[PROBLEM TO WORK ON]
The answer must be every line of the data that holds the word "foliage".

(Point-per-instance localization data)
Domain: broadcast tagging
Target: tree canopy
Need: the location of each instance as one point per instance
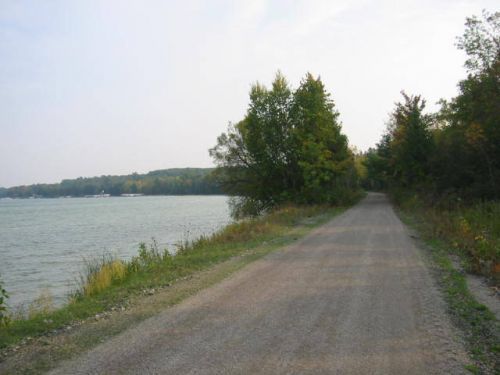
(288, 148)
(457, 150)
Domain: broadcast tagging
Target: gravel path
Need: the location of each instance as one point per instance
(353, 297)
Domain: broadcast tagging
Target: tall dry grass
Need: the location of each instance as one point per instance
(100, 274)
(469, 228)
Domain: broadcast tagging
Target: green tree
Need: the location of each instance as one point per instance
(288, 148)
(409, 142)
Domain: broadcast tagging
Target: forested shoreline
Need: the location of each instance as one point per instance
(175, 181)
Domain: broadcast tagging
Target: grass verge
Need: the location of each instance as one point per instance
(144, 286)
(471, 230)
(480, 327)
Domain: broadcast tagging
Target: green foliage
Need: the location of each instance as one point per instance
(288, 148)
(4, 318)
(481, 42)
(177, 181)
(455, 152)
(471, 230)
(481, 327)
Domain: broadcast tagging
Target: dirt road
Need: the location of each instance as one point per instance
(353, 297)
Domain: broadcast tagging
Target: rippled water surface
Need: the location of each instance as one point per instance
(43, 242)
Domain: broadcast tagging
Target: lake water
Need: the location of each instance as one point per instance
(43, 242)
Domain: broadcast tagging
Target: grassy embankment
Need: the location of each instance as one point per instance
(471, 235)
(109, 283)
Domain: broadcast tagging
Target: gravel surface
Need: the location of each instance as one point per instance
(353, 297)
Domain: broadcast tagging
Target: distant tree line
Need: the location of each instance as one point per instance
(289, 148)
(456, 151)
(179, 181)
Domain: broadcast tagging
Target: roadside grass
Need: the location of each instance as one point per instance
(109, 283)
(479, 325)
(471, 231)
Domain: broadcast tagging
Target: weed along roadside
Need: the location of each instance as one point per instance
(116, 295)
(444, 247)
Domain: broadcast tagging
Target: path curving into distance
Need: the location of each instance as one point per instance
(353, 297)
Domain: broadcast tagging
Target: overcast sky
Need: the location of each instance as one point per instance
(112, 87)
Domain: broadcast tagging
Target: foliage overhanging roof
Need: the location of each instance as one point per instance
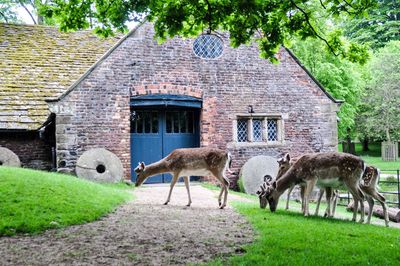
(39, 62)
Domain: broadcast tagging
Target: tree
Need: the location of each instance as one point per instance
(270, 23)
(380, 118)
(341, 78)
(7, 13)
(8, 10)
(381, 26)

==

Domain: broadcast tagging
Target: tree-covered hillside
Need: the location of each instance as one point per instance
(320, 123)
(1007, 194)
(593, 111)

[EXERCISE ANSWER]
Target: green foliage
Target: foliage overhanging roof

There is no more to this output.